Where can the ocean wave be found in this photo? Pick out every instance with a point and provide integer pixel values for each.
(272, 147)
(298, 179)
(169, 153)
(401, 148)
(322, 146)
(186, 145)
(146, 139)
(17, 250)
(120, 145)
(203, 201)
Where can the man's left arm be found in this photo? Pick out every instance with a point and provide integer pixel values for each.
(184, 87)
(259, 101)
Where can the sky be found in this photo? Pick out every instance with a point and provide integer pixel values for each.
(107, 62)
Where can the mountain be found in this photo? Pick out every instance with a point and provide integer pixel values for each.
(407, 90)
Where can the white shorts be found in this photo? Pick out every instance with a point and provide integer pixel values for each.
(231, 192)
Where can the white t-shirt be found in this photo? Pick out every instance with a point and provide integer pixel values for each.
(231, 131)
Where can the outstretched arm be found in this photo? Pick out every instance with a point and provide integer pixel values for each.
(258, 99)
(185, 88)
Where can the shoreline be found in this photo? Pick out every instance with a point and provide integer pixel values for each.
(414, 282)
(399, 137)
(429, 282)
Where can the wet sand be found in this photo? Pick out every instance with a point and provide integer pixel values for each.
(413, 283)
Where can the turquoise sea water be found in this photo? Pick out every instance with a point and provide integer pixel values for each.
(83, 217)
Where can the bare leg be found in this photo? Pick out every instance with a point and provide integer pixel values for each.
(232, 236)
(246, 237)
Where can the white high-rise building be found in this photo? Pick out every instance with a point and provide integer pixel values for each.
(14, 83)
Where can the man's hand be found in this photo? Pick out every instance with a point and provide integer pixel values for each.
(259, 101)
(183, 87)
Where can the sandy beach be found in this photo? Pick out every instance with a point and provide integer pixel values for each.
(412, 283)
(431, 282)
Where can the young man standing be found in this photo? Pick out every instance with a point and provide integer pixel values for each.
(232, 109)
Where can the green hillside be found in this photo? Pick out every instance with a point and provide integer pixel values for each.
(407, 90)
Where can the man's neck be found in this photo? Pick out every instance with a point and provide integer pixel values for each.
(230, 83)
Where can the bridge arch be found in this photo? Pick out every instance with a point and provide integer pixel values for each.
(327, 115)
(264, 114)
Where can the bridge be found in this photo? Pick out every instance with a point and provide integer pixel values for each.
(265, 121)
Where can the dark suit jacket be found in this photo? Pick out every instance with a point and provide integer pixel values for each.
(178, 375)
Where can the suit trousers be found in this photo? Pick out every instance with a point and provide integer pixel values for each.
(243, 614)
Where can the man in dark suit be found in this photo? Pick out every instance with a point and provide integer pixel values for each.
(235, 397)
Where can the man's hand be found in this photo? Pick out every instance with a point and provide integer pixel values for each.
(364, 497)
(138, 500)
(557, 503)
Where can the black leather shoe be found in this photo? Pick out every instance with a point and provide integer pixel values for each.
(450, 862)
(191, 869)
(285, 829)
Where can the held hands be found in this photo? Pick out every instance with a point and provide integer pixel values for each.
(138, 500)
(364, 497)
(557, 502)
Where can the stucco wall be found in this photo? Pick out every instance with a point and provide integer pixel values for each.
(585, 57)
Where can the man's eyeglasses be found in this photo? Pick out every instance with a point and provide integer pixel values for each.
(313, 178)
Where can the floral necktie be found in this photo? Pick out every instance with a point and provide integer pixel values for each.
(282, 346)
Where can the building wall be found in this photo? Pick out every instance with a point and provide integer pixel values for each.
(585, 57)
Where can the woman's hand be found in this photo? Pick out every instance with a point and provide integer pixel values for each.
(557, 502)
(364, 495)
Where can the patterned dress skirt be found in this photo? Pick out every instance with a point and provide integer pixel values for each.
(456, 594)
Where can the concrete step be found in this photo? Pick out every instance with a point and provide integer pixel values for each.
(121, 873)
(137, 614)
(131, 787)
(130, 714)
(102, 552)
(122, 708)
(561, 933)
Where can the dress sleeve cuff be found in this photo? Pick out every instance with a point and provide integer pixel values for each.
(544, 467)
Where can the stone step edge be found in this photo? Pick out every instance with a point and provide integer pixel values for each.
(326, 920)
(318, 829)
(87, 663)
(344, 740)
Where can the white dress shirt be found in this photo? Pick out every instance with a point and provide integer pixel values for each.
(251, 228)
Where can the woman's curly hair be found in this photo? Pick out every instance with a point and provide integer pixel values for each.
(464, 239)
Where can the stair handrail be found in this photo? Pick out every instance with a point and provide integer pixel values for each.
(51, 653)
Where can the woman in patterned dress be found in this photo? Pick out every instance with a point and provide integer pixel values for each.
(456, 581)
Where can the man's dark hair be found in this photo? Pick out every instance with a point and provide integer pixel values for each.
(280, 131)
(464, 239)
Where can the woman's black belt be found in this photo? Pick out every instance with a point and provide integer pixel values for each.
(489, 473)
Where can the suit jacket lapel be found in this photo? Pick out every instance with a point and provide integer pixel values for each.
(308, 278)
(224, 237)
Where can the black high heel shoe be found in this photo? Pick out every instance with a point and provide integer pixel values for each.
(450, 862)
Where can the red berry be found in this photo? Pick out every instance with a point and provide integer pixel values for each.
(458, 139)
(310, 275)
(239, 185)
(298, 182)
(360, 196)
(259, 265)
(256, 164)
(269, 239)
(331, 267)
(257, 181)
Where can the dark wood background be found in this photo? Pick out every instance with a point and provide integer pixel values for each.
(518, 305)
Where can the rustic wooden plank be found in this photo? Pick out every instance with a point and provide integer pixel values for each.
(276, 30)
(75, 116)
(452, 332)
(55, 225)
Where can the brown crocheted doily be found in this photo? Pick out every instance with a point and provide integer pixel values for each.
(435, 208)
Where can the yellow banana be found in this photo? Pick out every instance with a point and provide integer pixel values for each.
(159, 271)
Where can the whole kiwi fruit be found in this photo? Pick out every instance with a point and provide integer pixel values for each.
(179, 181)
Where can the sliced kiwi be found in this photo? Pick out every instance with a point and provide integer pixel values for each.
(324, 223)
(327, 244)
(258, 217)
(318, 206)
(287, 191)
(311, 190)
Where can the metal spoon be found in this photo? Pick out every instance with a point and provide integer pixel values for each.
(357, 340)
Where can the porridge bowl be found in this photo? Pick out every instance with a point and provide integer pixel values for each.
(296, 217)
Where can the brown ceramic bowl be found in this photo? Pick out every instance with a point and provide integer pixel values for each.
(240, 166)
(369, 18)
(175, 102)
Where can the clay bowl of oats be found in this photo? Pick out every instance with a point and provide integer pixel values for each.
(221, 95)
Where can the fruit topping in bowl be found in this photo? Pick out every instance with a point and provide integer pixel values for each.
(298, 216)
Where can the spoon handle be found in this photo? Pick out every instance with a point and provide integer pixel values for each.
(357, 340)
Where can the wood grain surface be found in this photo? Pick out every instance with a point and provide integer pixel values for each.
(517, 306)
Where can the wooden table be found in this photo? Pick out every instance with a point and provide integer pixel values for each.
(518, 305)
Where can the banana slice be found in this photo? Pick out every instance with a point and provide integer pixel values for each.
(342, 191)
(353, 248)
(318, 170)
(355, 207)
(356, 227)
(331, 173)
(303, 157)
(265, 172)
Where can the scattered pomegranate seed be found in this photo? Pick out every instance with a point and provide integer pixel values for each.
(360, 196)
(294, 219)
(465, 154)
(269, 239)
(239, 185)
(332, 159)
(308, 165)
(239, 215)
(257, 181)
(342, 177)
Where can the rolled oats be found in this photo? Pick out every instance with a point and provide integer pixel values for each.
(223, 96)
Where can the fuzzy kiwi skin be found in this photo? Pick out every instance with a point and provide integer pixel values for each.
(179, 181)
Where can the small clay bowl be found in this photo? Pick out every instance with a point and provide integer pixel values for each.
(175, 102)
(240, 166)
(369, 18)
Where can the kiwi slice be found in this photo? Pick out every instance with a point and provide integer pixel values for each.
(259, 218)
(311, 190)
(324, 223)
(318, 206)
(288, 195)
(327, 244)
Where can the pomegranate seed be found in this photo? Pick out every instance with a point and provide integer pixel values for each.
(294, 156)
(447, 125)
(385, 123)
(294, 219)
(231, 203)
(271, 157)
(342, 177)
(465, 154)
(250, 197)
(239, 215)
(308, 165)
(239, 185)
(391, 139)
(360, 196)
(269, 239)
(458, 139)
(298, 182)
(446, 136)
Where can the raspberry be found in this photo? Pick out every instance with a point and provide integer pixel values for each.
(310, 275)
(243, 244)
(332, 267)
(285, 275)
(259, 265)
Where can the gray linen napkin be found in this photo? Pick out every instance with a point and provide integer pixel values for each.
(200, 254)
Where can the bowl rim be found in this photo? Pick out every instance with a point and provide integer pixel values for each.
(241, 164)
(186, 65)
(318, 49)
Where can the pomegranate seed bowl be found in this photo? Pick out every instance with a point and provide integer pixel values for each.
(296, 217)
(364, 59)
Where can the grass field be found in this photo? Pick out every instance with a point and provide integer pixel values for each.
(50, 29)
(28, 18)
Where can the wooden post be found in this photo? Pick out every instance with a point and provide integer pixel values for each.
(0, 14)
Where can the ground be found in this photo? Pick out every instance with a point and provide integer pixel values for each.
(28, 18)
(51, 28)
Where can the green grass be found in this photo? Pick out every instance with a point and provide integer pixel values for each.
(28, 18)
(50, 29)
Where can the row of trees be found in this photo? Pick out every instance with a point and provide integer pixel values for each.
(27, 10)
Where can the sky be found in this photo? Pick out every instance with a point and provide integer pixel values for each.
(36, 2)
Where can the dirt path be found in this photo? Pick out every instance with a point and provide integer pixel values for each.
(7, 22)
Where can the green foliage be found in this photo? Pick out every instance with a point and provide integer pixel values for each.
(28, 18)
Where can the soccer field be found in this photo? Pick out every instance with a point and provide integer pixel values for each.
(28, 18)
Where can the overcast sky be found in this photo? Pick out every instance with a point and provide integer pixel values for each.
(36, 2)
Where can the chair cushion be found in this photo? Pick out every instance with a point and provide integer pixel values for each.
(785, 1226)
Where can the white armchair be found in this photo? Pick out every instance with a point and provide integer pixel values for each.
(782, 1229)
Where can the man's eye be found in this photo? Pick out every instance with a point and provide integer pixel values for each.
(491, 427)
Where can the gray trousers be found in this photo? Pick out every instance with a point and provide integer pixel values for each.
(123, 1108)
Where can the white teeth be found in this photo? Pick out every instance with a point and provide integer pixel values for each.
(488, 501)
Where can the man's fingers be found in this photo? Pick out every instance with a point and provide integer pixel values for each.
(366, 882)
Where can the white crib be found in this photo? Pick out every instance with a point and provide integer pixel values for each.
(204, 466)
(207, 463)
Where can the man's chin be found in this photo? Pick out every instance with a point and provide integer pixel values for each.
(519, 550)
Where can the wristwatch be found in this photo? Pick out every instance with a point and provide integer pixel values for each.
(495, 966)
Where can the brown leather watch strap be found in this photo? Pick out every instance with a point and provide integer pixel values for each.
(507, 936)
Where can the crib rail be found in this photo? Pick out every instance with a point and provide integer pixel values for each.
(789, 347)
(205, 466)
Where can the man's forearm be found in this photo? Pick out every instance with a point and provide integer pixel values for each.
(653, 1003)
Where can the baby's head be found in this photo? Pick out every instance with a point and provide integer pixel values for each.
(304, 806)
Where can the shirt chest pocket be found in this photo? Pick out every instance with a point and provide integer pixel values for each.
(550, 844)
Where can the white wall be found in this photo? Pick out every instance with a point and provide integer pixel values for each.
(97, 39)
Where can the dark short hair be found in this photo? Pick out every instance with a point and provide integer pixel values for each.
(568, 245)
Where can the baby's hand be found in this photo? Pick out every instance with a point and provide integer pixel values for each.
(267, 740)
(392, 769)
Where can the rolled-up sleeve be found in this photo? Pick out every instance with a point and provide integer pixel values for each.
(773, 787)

○ ○ ○ ○ ○ ○ ○

Task description>
What is needed is an exact retyping of every line from the one containing "Where can the man's forearm" through the final line of the entries, and only those lines.

Solved problem>
Where can the man's forearm be found in this photo? Pick out every instance with a point and provide integer pixel values for each.
(653, 1003)
Where can the baby's head be found in this photo? Pick out every instance with a point and provide integer pixel values for each.
(304, 806)
Where can the shirt chest pocket be found in this photo? Pick out every instance with a point and provide integer pixel values for each.
(550, 844)
Where can the white wall be found in this photo? Pick out every instance with a point and provide integer pixel values for each.
(97, 39)
Where can the dark short hair be found in this photo? Pick out every instance with a point and provide integer pixel values for each.
(568, 245)
Where can the baby's hand be found in this photo? Pick out every instance with a point and provide integer pixel values for each.
(267, 740)
(392, 769)
Where can the rolled-up sleeve be found in this photo? Pick out every instance with a point and provide integer pixel values for each.
(773, 787)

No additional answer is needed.